## Task item A
List every news organization that the article on Republicans' anti-China rhetoric names, whether as a source or in a photo credit.
## Task item B
In the article on Republicans' anti-China rhetoric, condense the paragraph beginning "Republican lawmakers are magnifying" into one shorter sentence that keeps its main facts.
## Task item C
Resume the article on Republicans' anti-China rhetoric, picking up after its last sentence.

## Supplied text
BEGIN

Republicans Magnify Trump’s Anti-China Rhetoric in Campaign Ads Across The USA

Published May 24th, 2020 - 07:37 GMT
US President Donald Trump speaks to the press on May 22, 2020, in the Brady Briefing Room of the White House in Washington, DC. Trump urged state governors to let places of worship reopen. MANDEL NGAN / AFP
US President Donald Trump speaks to the press on May 22, 2020, in the Brady Briefing Room of the White House in Washington, DC. Trump urged state governors to let places of worship reopen. MANDEL NGAN / AFP
Highlights
This is while Trump had praised China’s coronavirus response more than 30 times between January and March as the virus started to spread around the globe, according to a CNN tally.

Republican lawmakers are magnifying US President Donald Trump’s anti-China rhetoric in Congress as well as in campaign ads across the country amid  White House efforts to blame Beijing for the COVID-19 pandemic that has devastated the American economy and killed nearly 100,000 people in the nation so far.

The development comes as Trump has lashed out on Twitter in recent days, claiming that the “incompetence of China” led to “mass Worldwide killing,” Washington-based news outlet The Hill reported Saturday.

END

## Data extracts
BEGIN

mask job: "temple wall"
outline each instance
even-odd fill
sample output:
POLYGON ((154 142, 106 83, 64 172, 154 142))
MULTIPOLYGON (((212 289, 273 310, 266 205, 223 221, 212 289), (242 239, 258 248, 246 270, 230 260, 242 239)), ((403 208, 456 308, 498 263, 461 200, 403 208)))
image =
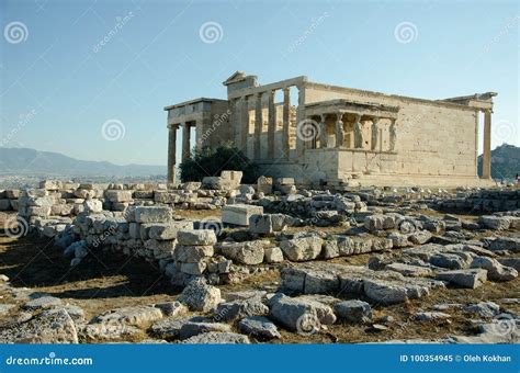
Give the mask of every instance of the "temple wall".
MULTIPOLYGON (((476 112, 461 105, 308 84, 305 102, 344 99, 399 106, 395 155, 343 152, 341 172, 476 177, 476 112)), ((383 146, 387 137, 383 135, 383 146)), ((365 134, 363 140, 366 140, 365 134)), ((383 148, 383 151, 385 149, 383 148)), ((388 149, 386 149, 388 150, 388 149)))

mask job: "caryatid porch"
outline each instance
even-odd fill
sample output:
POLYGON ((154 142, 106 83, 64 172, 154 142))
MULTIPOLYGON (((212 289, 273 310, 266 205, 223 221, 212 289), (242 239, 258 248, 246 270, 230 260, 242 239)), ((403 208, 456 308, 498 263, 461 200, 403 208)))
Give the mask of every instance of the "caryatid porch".
POLYGON ((398 111, 398 106, 347 100, 310 103, 305 105, 306 121, 298 124, 298 133, 304 138, 305 149, 395 152, 398 111))

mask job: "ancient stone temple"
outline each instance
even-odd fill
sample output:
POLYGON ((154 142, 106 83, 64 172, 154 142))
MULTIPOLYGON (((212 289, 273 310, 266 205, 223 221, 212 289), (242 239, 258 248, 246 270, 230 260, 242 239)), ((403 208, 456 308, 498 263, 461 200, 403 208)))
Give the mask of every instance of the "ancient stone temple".
POLYGON ((227 100, 166 106, 168 178, 174 182, 177 129, 190 147, 234 144, 265 176, 303 185, 486 185, 490 180, 494 92, 443 100, 336 87, 296 77, 260 86, 237 71, 227 100), (477 176, 484 120, 483 177, 477 176), (195 139, 192 142, 191 128, 195 139))

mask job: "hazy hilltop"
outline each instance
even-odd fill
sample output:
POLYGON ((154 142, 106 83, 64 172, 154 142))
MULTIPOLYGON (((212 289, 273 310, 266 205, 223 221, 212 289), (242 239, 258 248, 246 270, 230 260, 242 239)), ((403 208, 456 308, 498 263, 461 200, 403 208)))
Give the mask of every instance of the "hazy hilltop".
MULTIPOLYGON (((515 179, 520 173, 520 148, 502 144, 491 150, 491 178, 515 179)), ((478 156, 478 174, 482 176, 482 155, 478 156)))
POLYGON ((0 174, 64 177, 166 176, 166 166, 125 165, 80 160, 59 152, 0 147, 0 174))

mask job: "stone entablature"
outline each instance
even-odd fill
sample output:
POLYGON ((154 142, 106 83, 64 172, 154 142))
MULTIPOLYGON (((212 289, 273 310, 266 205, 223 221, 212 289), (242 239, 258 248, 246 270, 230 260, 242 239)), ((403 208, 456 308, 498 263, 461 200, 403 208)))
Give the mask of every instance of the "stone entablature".
POLYGON ((441 185, 490 181, 494 92, 425 100, 310 82, 305 76, 261 86, 244 71, 224 86, 227 100, 165 108, 170 182, 174 133, 183 128, 182 154, 189 157, 191 125, 197 128, 197 147, 230 142, 267 176, 294 177, 303 184, 348 184, 352 179, 373 184, 377 176, 396 185, 405 180, 441 185), (477 177, 481 113, 484 180, 477 177))

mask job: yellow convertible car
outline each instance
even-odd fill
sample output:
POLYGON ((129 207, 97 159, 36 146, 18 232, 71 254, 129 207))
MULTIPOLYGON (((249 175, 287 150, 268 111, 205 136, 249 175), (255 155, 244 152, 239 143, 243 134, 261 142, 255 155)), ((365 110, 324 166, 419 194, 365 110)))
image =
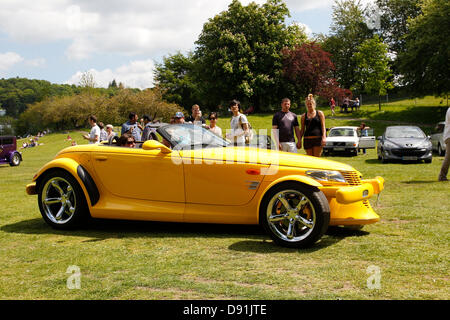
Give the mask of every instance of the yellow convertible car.
POLYGON ((329 225, 379 221, 369 198, 381 177, 351 166, 264 148, 234 147, 191 124, 163 124, 162 144, 66 148, 26 186, 42 217, 71 229, 89 217, 260 224, 278 244, 307 247, 329 225))

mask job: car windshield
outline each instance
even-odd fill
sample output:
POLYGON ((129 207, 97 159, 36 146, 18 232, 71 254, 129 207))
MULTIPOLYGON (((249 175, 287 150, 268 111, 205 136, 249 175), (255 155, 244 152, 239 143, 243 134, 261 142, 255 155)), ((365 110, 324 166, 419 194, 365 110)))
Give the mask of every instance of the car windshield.
POLYGON ((229 142, 211 131, 193 124, 172 124, 159 129, 174 149, 226 147, 229 142))
POLYGON ((387 128, 387 138, 425 138, 422 130, 416 127, 387 128))
POLYGON ((355 130, 353 129, 331 129, 329 137, 354 137, 355 136, 355 130))

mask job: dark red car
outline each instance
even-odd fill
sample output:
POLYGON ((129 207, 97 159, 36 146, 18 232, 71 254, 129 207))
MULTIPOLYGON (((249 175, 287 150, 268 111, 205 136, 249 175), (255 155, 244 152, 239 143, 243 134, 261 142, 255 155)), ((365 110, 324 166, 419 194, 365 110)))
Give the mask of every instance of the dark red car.
POLYGON ((18 166, 22 161, 22 155, 16 149, 16 137, 0 136, 0 164, 9 163, 10 166, 18 166))

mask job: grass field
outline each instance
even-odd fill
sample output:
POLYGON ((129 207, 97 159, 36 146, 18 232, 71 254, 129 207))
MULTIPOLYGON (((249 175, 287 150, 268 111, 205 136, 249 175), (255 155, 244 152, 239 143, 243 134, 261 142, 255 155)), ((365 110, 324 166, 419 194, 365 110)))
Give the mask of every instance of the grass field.
MULTIPOLYGON (((396 114, 404 120, 409 107, 383 108, 388 119, 369 107, 351 119, 330 119, 324 109, 327 127, 363 118, 378 135, 396 114)), ((259 129, 270 128, 271 117, 249 119, 259 129)), ((220 121, 228 128, 229 118, 220 121)), ((294 250, 274 245, 257 226, 96 221, 77 231, 51 229, 25 185, 69 145, 66 135, 47 135, 44 145, 23 150, 19 167, 0 166, 0 299, 450 298, 450 184, 437 182, 443 157, 431 164, 381 164, 374 150, 329 157, 364 177, 385 178, 385 190, 371 199, 381 221, 361 231, 333 228, 314 247, 294 250), (74 265, 81 288, 70 290, 67 270, 74 265), (371 289, 374 276, 380 286, 371 289)), ((70 135, 82 142, 81 133, 70 135)))

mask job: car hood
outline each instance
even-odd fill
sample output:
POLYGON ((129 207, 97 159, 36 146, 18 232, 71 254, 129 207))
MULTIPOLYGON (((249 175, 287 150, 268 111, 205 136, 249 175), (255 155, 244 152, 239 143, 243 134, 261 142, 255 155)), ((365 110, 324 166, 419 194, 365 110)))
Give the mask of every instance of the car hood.
POLYGON ((417 148, 424 142, 428 142, 426 138, 397 138, 386 139, 387 142, 395 144, 398 148, 417 148))
POLYGON ((356 137, 327 137, 327 142, 354 142, 356 140, 358 140, 356 137))
POLYGON ((215 163, 222 160, 324 170, 355 170, 352 166, 337 161, 270 149, 245 147, 207 148, 182 150, 180 154, 183 158, 203 158, 204 160, 214 160, 215 163))
MULTIPOLYGON (((116 148, 101 145, 79 145, 61 150, 57 157, 65 153, 74 152, 111 152, 122 154, 145 154, 143 149, 116 148)), ((297 168, 311 168, 323 170, 354 171, 355 169, 345 163, 307 156, 304 154, 282 152, 270 149, 248 147, 204 148, 194 150, 172 151, 168 156, 212 160, 212 163, 232 161, 241 163, 257 163, 262 165, 278 165, 297 168)))

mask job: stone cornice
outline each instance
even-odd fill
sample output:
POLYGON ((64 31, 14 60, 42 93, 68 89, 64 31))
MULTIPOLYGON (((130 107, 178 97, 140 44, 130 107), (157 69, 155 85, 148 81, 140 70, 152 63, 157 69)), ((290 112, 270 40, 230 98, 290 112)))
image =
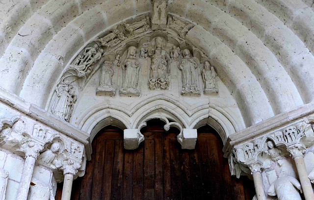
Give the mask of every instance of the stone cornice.
POLYGON ((228 157, 233 148, 241 143, 262 135, 276 132, 290 125, 295 125, 304 121, 306 117, 314 113, 314 102, 298 106, 291 111, 277 115, 263 122, 248 127, 229 136, 224 147, 224 156, 228 157))
POLYGON ((87 140, 89 136, 86 133, 71 124, 61 121, 53 115, 49 113, 36 105, 25 101, 21 98, 0 87, 0 101, 17 110, 19 112, 82 143, 85 146, 87 158, 89 158, 91 149, 87 140))

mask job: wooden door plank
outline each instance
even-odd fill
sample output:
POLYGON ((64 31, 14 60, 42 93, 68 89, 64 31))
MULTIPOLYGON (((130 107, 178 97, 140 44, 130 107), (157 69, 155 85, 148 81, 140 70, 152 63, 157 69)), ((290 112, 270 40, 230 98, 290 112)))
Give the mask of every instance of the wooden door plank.
POLYGON ((111 185, 111 200, 122 200, 123 192, 123 140, 116 140, 111 185))
MULTIPOLYGON (((193 150, 194 151, 194 150, 193 150)), ((183 200, 194 199, 193 184, 191 178, 189 150, 182 150, 180 151, 180 165, 181 171, 181 193, 183 200)))
POLYGON ((115 149, 114 140, 106 140, 106 154, 105 157, 103 174, 103 193, 102 195, 102 199, 103 200, 110 200, 111 196, 112 170, 113 169, 113 157, 115 149))
POLYGON ((144 146, 141 144, 133 152, 133 200, 143 200, 144 189, 144 146))
POLYGON ((171 194, 174 200, 181 200, 181 172, 179 149, 180 145, 177 140, 176 133, 169 134, 171 194))
POLYGON ((82 179, 82 184, 80 187, 80 199, 83 200, 92 199, 92 190, 93 188, 93 180, 94 175, 94 164, 95 163, 95 157, 96 152, 97 138, 95 138, 92 143, 92 159, 90 161, 86 162, 86 168, 85 171, 85 175, 82 179))
POLYGON ((125 150, 123 161, 123 199, 131 200, 133 186, 133 151, 125 150))
POLYGON ((155 193, 156 200, 163 200, 163 167, 162 166, 162 132, 155 133, 155 193))
POLYGON ((170 150, 169 134, 165 133, 162 137, 163 157, 163 196, 165 200, 171 200, 171 176, 170 173, 170 150))
MULTIPOLYGON (((198 146, 198 142, 197 143, 198 146)), ((203 194, 203 185, 202 181, 202 175, 200 167, 200 162, 198 159, 196 150, 190 152, 190 160, 191 166, 191 176, 193 184, 194 200, 202 200, 203 194)))
POLYGON ((209 173, 211 175, 211 184, 213 186, 212 195, 215 200, 230 199, 229 197, 224 196, 226 194, 226 188, 228 186, 225 185, 224 192, 222 192, 221 186, 222 179, 221 178, 221 170, 218 152, 217 150, 216 142, 218 140, 207 140, 207 150, 209 155, 209 173))
POLYGON ((155 141, 144 141, 144 199, 155 199, 155 141))
POLYGON ((221 184, 223 184, 223 185, 221 186, 221 191, 225 199, 228 199, 231 200, 233 200, 235 199, 235 194, 228 160, 223 157, 222 155, 222 147, 221 147, 220 143, 218 139, 216 140, 215 143, 216 150, 217 152, 216 159, 218 159, 219 161, 219 163, 217 163, 219 168, 218 170, 220 171, 221 174, 221 184), (225 187, 225 186, 227 187, 225 187))
POLYGON ((209 165, 208 151, 206 140, 198 140, 196 147, 197 156, 199 158, 201 174, 202 175, 202 194, 203 199, 214 200, 212 196, 214 193, 212 185, 210 166, 209 165))
POLYGON ((94 164, 92 199, 100 200, 102 199, 102 185, 103 184, 103 171, 106 147, 106 140, 97 139, 95 159, 94 164))

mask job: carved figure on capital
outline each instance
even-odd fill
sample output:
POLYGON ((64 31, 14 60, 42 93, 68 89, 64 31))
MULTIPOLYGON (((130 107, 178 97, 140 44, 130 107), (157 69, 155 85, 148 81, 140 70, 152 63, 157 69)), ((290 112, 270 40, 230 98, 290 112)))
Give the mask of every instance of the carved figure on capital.
POLYGON ((131 46, 128 50, 128 56, 122 64, 123 79, 120 94, 139 96, 137 82, 140 64, 136 57, 136 48, 131 46))
POLYGON ((101 76, 99 87, 96 89, 98 95, 114 95, 116 90, 112 85, 112 77, 114 71, 111 66, 114 64, 105 61, 103 64, 101 69, 101 76))
POLYGON ((52 101, 51 112, 56 117, 69 122, 73 111, 73 105, 77 100, 75 88, 66 80, 59 83, 55 91, 56 97, 52 101))
POLYGON ((208 61, 205 62, 204 69, 202 71, 202 77, 205 85, 204 94, 218 93, 216 82, 217 74, 208 61))
POLYGON ((200 95, 197 70, 198 65, 194 59, 191 57, 189 50, 185 49, 183 53, 183 57, 178 66, 179 69, 182 71, 181 94, 184 95, 193 94, 200 95))
POLYGON ((268 154, 271 157, 271 160, 276 161, 280 158, 281 150, 275 146, 274 142, 269 140, 264 145, 264 152, 268 154))
POLYGON ((152 41, 154 48, 150 48, 148 50, 148 55, 152 59, 149 81, 151 90, 157 88, 163 90, 169 89, 170 57, 168 52, 164 49, 165 43, 164 39, 157 37, 152 41))

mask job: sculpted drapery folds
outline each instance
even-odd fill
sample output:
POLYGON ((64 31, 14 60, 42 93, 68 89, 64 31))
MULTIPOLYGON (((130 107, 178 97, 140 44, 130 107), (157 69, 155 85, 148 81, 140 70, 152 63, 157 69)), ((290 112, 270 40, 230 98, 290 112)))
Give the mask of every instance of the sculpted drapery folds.
POLYGON ((65 80, 55 88, 56 97, 51 107, 51 112, 56 116, 69 122, 77 100, 75 88, 68 80, 65 80))
POLYGON ((136 57, 136 48, 130 47, 128 50, 128 56, 122 64, 123 80, 120 93, 123 94, 139 95, 139 91, 137 87, 140 64, 136 57))
POLYGON ((149 79, 151 90, 169 88, 170 57, 168 52, 164 49, 164 39, 157 37, 153 41, 153 44, 155 43, 155 48, 148 50, 148 54, 152 59, 149 79))
POLYGON ((204 69, 202 71, 202 77, 205 85, 204 93, 218 92, 216 77, 217 74, 213 67, 208 61, 205 62, 204 69))
POLYGON ((191 57, 190 51, 185 49, 183 51, 183 57, 179 65, 179 69, 182 71, 182 95, 192 93, 199 95, 198 64, 193 58, 191 57))

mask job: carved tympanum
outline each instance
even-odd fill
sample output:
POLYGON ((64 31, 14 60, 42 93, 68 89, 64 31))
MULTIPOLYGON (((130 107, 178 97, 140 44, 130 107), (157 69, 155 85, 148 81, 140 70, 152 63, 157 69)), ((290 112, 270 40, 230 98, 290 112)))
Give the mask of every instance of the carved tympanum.
POLYGON ((130 47, 128 50, 128 57, 122 64, 123 80, 120 94, 139 96, 140 91, 137 89, 138 74, 140 64, 136 57, 136 48, 130 47))
POLYGON ((274 161, 278 160, 280 158, 281 150, 276 147, 274 142, 271 140, 268 140, 265 143, 264 152, 270 156, 272 160, 274 161))
POLYGON ((185 49, 183 51, 183 57, 179 65, 182 71, 182 95, 193 94, 200 95, 198 85, 198 75, 197 69, 198 65, 194 58, 191 57, 190 51, 185 49))
POLYGON ((302 190, 298 180, 285 175, 278 178, 270 185, 267 194, 271 196, 277 196, 278 200, 301 200, 298 190, 302 190))
POLYGON ((148 54, 152 59, 149 82, 151 90, 169 89, 170 57, 168 52, 164 49, 164 43, 165 42, 163 38, 157 37, 152 41, 155 48, 150 48, 148 50, 148 54))
POLYGON ((101 69, 100 82, 96 90, 98 95, 114 95, 115 89, 112 86, 112 77, 114 71, 111 66, 114 65, 109 61, 105 61, 101 69))
POLYGON ((153 0, 152 29, 165 29, 167 26, 168 0, 153 0))
POLYGON ((216 77, 217 74, 213 67, 208 61, 205 62, 204 69, 202 71, 202 77, 204 83, 204 94, 218 92, 216 77))

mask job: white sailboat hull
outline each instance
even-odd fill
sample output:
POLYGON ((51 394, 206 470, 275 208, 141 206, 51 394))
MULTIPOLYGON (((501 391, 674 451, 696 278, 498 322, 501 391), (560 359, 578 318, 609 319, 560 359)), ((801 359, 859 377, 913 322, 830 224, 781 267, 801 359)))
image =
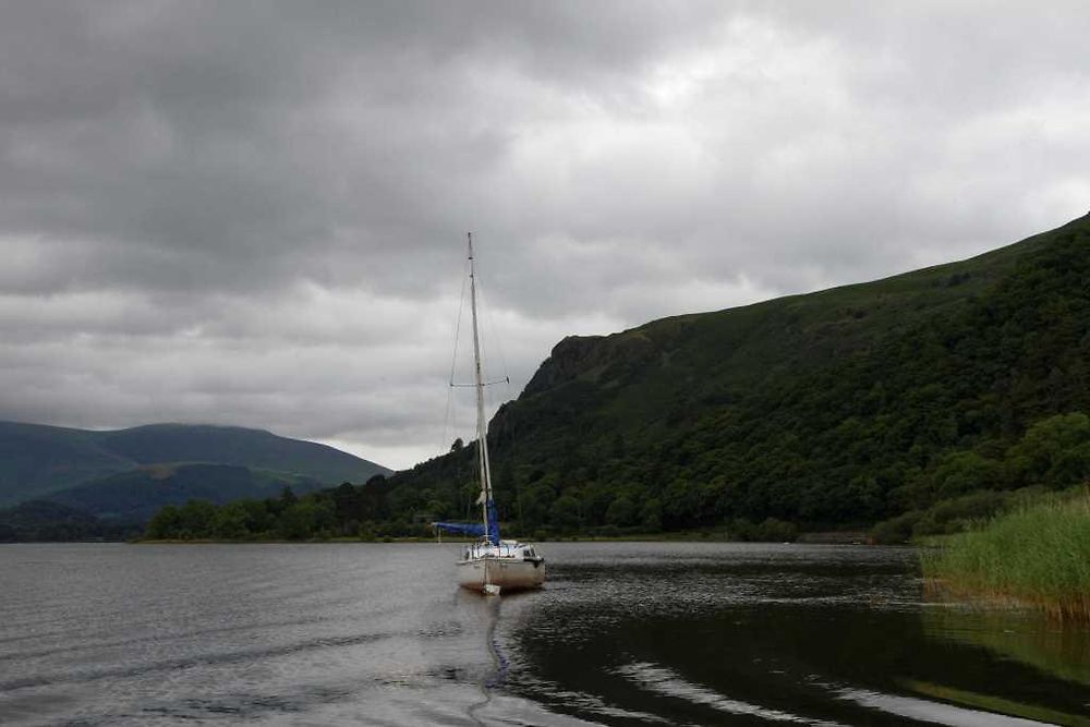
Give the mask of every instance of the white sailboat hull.
POLYGON ((501 593, 541 587, 545 582, 544 560, 485 556, 458 561, 458 585, 487 593, 487 585, 501 593))

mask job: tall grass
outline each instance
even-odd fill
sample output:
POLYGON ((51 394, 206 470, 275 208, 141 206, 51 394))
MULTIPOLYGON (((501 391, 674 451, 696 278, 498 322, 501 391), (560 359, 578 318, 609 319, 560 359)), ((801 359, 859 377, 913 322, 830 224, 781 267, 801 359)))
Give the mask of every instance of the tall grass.
POLYGON ((1090 488, 1000 516, 925 553, 940 591, 1032 605, 1090 621, 1090 488))

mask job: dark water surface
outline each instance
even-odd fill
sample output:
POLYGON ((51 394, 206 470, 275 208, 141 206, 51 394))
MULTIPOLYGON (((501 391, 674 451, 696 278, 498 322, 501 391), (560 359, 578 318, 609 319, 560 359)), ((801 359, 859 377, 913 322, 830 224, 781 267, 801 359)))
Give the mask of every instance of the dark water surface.
POLYGON ((0 546, 0 724, 1090 725, 1090 629, 927 603, 908 549, 0 546))

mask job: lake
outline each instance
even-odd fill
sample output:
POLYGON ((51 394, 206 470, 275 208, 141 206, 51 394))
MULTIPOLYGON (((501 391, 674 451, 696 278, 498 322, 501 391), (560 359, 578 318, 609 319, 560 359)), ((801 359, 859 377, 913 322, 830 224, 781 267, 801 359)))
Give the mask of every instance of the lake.
POLYGON ((1090 724, 1090 629, 908 548, 544 543, 498 598, 459 549, 0 546, 0 724, 1090 724))

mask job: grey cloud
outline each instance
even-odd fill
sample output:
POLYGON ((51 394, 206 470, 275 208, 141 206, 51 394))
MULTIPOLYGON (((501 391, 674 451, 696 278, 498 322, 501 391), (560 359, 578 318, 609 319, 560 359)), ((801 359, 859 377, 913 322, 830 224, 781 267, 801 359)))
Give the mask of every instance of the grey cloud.
POLYGON ((412 464, 467 230, 516 391, 567 334, 976 254, 1085 213, 1088 32, 1076 2, 0 3, 0 417, 412 464))

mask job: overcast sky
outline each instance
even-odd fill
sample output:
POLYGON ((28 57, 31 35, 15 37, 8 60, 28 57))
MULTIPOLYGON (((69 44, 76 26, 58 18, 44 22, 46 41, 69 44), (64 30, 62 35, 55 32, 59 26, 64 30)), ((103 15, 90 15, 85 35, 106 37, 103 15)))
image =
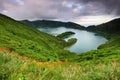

END

## Response A
AFP
CNN
The Hill

## Response B
Republican lawmakers are amplifying Trump's anti-China rhetoric in Congress and in campaign ads nationwide as the White House tries to blame Beijing for the COVID-19 pandemic, which has devastated the US economy and killed nearly 100,000 people in the country so far.

## Response C
Trump further proclaimed that a laboratory in the Chinese city of Wuhan, where the first outbreak was reported, had accidentally unleashed the virus — an unsubstantiated theory that some of his own top medical experts have rejected, according to the report.

The US president has also threatened economic retaliation against Beijing and the withdrawal of American funding to the World Health Organization (WHO), which Trump and his allies view as complicit in failing to warn the international community about the pandemic.

This is while Trump had praised China’s coronavirus response more than 30 times between January and March as the virus started to spread around the globe, according to a CNN tally.

However, that relationship quickly faded away after the coronavirus death toll and jobless rate in the US began to surge. The contagion has now claimed nearly 100,000 lives and infected almost 1.6 million people across the country; close to 40 million people in the US are now unemployed, according to latest reports.

Republican candidates and lawmakers, the report adds, are taking their cues from Trump, noting: “It’s a message that’s playing well with Trump’s base — nearly a third of voters say they view China as “the enemy” — and is reminiscent of the hardline, anti-immigrant positions that helped propel him to the White House in 2016.”

However, it further underlined that it remains unclear whether ratcheting up the pressure on Beijing will prove to be a winning campaign strategy with the broader electorate amid slumped poll numbers and daily press reports detailing Trump’s slow and shaky response to the COVID-19 pandemic.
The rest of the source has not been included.